Goal of the exercise: Transcribe the passage of the Anthony Quinn biography below, starting with "In the 1970s, Quinn" and going on through "origins of Islam.".

Given text:
+++

Anthony Quinn was born Antonio Rudolfo Oaxaca Quinn on April 21, 1915, in Chihuahua, Mexico to an Irish father and a Mexican mother.
Quinn’s family lived an extremely modest life in Mexico, until finally move to Los Angeles where his father found work as a cameraman and prop man. Quinn grew up in Boyle Heights and the Echo Park neighborhood and attended Polytechnic High School and later Belmont High School, but he soon had to find work to help support his family and dropped school without graduating.
Quinn worked in a series of small jobs like in a mattress factory, playing saxophone in evangelist Aimee Semple McPherson's orchestra and as a boxer before starting work and studying with famous architect Frank Lloyd Wright, who encouraged him to enroll in an acting school.
After a brief career on stage in "Clean Beds" (1936), Quinn made his film debut in "Parole" in the same year. In the following year, Quinn was cast as a Cheyenne Indian in "The Plainsman" (1937) directed by Cecil B DeMille. Quinn impressed the famous director when, after an abusive director’s outburst, Quinn told DeMille how to shot the scene and where he should stuff his salary of $75 a day. DeMille agreed with Quinn, immediately ordering the crew to change the set-up. DeMille later cast Quinn for two more films, "The Buccaneer" (1938), "Union Pacific" (1939). Quinn also met and married DeMille’s adopted daughter, Katherine.
Quinn then geared a series of road movies and supporting roles during the 1940s, "Road to Singapore" (1940), "Blood and Sand" (1941), "The Ox-Bow Incident" (1943), "Road to Morocco" 1944) and "Back to Bataan" (1945), before going back to the stages, making his Broadway debut in "The Gentleman from Athens" (1947). After a U.S. tour with the play “A Streetcar Named Desire” (1948-49) directed by Elia Kazan, Quinn went back to the screen in "Viva Zapata" (1952), receiving his first Academy Award for “Best Supporting Actor.”
In 1954, Quinn went to Italy to perform under Federico Fellini’s guidance in "La Strada" (1954) and in "Attila" (1954). Back in the United States, he played Paul Gauguin in Vincente Minnelli's "Lust for Life" (1955), receiving his second Academy Award for “Best Supporting Actor.” In 1957, he earned his first Academy Award nomination as “Best Actor” for George Cukor's “Wild Is the Wind" and played the role once performed by Lon Chaney and Charles Laughton, Quasimodo in "The Hunchback of Notre Dame" (1956).
Quinn entered the 1960s going back to the boxing rings in "Requiem for a Heavyweight" (1962), followed by David Lean's "Lawrence of Arabia" (also 1962). A year before he starred as a Greek in the classic war movie "The Guns of Navarone" (1961) and performed another Greek character in he title role of "Zorba the Greek" (1964), receiving another Academy Award nomination as “Best Actor.”
In the 1970s, Quinn began to perform on television, starring in the series "The Man and the City" (ABC, 1971-72). His following appearances became sporadic until the 1990s. In 1977, he starred the title role of “Mohammad, Messenger of God,” about the origins of Islam.

+++

Material provided:
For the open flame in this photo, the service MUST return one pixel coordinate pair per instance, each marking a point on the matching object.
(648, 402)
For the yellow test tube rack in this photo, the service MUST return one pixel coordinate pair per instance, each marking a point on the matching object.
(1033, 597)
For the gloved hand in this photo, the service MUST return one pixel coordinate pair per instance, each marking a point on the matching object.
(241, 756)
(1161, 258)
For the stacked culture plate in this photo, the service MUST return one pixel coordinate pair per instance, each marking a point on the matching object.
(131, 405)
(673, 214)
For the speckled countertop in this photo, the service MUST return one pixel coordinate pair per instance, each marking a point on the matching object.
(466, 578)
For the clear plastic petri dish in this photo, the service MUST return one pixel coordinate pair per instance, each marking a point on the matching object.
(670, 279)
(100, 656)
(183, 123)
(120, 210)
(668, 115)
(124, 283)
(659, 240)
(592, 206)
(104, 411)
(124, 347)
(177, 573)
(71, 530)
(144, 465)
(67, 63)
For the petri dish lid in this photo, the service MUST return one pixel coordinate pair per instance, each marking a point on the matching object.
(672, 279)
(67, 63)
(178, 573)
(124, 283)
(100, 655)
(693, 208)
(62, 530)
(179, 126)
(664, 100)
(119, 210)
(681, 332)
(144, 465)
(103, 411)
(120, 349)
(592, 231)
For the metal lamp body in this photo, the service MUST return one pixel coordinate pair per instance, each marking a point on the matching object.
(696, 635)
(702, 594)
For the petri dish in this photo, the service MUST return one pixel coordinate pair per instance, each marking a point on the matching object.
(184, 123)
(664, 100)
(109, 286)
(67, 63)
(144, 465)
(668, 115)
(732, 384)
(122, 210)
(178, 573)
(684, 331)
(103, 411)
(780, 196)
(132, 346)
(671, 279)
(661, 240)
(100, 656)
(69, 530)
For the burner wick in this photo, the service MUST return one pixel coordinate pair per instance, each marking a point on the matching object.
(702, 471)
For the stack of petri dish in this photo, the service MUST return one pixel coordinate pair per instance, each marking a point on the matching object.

+++

Solution to this exercise:
In the 1970s, Quinn began to perform on television, starring in the series "The Man and the City" (ABC, 1971-72). His following appearances became sporadic until the 1990s. In 1977, he starred the title role of “Mohammad, Messenger of God,” about the origins of Islam.